:: Recorded data

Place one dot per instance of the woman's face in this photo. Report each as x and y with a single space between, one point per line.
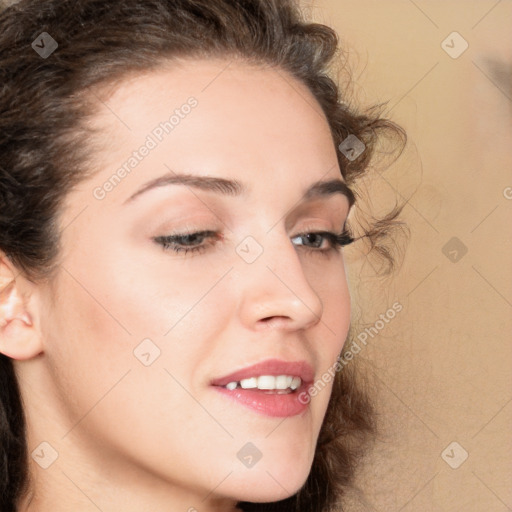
134 333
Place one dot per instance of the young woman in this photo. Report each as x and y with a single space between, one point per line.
175 183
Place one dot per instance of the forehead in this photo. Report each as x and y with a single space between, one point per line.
243 111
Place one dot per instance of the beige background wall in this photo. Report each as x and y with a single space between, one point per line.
442 367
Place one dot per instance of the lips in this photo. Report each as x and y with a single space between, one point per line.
274 367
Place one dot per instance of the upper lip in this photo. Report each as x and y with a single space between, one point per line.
274 367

::::

What the task requires: With both ends included, please retype exactly the lines from the line containing "Place one dot per instance of the beige" to the final line of the data.

Exercise output:
Place one dot per instance of the beige background wall in this photo. Report each as x and y with a single space between, one point per line.
442 367
Place one dot per instance of the lips in this photo. Report each as x and y with a single space between, one point per line.
274 367
Place one dot per instance of the upper lip in this photo. Report each as x and y with a single space between, one point per line.
274 367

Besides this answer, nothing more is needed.